### Your instructions
Copy each line below that has "building".

[Phrase grounding data]
Segment Open
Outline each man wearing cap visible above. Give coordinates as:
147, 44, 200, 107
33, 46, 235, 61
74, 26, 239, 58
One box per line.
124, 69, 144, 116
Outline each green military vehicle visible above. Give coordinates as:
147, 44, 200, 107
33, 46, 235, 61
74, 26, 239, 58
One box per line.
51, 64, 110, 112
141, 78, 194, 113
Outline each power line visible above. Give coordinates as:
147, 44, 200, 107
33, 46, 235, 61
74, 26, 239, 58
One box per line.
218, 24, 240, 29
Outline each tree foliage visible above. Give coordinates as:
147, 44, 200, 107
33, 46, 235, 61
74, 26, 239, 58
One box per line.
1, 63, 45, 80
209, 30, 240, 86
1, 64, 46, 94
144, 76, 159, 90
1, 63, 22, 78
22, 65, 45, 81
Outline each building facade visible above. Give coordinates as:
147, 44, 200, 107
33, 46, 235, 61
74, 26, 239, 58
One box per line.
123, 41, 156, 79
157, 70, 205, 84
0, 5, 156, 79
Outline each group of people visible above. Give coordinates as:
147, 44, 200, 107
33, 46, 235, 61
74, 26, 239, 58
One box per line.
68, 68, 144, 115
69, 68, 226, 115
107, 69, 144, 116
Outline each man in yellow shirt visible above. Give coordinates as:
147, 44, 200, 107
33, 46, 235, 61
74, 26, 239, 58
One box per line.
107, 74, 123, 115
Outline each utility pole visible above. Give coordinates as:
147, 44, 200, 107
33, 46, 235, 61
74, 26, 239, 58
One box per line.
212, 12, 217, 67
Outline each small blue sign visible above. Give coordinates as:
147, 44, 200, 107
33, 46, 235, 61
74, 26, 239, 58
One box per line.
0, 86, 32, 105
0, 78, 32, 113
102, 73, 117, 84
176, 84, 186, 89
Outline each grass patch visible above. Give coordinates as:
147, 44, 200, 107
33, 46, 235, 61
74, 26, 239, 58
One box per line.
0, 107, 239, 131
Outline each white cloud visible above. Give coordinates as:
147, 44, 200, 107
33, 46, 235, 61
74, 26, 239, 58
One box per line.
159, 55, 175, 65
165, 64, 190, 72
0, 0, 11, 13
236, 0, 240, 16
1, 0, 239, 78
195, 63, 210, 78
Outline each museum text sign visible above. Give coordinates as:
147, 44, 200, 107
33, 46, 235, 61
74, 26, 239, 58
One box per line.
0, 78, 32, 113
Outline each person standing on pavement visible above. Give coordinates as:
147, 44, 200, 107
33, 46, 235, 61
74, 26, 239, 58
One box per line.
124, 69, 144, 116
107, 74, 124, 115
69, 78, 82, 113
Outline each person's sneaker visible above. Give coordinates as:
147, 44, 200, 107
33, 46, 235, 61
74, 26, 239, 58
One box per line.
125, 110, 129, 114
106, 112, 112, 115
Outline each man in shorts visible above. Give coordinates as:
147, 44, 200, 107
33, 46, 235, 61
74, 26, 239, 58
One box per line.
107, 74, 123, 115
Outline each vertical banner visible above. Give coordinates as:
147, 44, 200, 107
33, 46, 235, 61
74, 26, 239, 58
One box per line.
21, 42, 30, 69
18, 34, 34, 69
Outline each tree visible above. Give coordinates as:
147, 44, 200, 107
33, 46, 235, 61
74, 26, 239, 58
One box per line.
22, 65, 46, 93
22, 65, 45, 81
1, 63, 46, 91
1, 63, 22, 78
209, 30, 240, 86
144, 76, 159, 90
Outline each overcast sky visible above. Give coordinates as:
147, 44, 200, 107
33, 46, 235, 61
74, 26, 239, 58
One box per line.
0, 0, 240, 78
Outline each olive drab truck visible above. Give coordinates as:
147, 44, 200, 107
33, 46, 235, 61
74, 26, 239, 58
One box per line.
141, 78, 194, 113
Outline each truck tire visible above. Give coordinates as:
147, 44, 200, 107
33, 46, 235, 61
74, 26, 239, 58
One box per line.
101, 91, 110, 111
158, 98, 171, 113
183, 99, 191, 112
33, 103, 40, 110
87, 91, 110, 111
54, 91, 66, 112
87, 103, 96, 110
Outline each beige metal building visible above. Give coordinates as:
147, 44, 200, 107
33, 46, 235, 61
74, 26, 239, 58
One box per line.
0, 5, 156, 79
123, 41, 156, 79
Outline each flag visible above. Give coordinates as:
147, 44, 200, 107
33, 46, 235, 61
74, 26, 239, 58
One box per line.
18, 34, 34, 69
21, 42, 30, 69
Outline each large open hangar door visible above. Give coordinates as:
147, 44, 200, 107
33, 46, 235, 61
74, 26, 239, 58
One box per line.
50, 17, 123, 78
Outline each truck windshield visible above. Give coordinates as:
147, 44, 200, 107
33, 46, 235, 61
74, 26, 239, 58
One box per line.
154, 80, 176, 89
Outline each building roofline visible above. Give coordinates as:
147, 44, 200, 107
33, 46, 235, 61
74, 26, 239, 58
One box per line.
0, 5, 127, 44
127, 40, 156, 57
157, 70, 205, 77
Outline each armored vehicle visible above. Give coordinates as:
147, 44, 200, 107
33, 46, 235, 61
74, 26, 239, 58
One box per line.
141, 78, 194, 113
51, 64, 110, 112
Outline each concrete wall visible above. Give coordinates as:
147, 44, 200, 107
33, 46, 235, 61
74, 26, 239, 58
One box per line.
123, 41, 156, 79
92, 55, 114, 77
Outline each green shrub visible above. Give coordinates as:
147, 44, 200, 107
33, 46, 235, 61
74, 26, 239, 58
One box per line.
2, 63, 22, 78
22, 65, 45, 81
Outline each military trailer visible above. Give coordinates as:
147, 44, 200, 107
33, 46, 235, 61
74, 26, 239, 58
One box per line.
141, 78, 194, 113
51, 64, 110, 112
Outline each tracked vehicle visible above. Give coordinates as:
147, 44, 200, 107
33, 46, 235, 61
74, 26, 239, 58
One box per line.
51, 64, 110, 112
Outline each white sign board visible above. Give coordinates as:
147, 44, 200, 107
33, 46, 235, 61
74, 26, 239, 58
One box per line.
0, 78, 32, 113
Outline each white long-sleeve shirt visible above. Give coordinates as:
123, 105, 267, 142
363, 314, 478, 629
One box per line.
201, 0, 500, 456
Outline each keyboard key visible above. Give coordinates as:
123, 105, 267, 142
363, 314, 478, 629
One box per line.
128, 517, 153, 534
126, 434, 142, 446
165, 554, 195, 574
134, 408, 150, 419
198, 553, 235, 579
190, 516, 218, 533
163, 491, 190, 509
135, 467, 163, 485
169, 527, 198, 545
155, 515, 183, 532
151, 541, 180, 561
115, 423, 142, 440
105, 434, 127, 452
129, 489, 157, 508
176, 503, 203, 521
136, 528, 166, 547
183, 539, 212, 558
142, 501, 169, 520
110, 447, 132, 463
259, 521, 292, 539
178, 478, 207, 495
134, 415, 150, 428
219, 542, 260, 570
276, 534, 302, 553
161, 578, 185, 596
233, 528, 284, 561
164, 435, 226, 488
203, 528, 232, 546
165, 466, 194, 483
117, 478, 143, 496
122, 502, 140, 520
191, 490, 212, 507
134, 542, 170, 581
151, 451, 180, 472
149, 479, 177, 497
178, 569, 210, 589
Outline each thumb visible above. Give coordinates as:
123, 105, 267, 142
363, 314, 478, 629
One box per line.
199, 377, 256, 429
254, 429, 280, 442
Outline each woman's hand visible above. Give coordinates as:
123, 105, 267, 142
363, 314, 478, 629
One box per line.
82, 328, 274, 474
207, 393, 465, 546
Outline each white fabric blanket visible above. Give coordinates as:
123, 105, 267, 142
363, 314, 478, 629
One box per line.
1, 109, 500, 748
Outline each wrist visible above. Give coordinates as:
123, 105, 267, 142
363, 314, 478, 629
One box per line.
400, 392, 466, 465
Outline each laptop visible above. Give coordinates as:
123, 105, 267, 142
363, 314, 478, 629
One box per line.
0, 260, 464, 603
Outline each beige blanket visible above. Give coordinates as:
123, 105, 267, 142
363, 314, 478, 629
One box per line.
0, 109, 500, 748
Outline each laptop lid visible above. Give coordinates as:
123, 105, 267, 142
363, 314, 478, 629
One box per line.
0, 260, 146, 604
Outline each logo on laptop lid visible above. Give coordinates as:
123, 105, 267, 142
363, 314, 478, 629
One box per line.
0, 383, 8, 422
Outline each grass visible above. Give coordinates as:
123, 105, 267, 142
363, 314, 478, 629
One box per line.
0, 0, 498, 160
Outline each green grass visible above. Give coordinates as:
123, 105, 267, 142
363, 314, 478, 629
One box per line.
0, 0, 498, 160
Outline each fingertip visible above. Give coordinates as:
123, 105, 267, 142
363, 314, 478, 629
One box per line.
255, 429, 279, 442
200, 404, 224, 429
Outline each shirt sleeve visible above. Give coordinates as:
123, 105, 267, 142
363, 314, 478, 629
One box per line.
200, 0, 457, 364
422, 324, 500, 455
Segment Closed
### Exercise output
Outline each building facade visible above. Give coordinates as:
Outline each beige metal building visible above. Give coordinates as:
Outline each building roofline visible above. Give coordinates as:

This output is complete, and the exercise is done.